## Data to use:
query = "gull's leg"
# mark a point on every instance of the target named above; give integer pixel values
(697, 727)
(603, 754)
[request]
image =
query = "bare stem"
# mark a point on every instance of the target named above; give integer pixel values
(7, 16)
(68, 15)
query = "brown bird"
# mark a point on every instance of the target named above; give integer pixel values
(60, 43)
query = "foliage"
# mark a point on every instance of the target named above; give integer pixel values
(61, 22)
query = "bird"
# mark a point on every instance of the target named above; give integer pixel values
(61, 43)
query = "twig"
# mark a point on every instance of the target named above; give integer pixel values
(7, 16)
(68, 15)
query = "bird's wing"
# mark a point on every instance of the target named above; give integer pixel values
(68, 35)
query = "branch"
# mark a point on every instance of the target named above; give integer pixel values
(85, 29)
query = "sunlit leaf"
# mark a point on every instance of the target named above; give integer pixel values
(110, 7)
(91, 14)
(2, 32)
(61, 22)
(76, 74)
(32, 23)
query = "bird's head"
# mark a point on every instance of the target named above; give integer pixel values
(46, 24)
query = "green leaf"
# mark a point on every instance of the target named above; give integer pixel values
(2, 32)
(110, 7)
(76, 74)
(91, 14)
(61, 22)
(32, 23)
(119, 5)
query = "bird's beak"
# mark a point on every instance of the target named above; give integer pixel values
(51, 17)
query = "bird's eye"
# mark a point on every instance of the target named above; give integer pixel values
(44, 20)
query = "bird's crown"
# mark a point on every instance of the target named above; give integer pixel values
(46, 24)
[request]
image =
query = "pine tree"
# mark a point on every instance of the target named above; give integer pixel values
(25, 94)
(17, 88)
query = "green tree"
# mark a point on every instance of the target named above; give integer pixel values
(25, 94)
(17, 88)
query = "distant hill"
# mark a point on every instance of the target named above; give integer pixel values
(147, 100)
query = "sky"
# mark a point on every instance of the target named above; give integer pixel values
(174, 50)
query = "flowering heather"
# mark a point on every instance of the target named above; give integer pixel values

## Problem:
Go through the listing and copy each line that includes the string "bird".

## Completed exercise:
query = "brown bird"
query = "bird"
query = "bird's wing"
query = "bird's head"
query = "bird's beak"
query = "bird's eye"
query = "bird's crown"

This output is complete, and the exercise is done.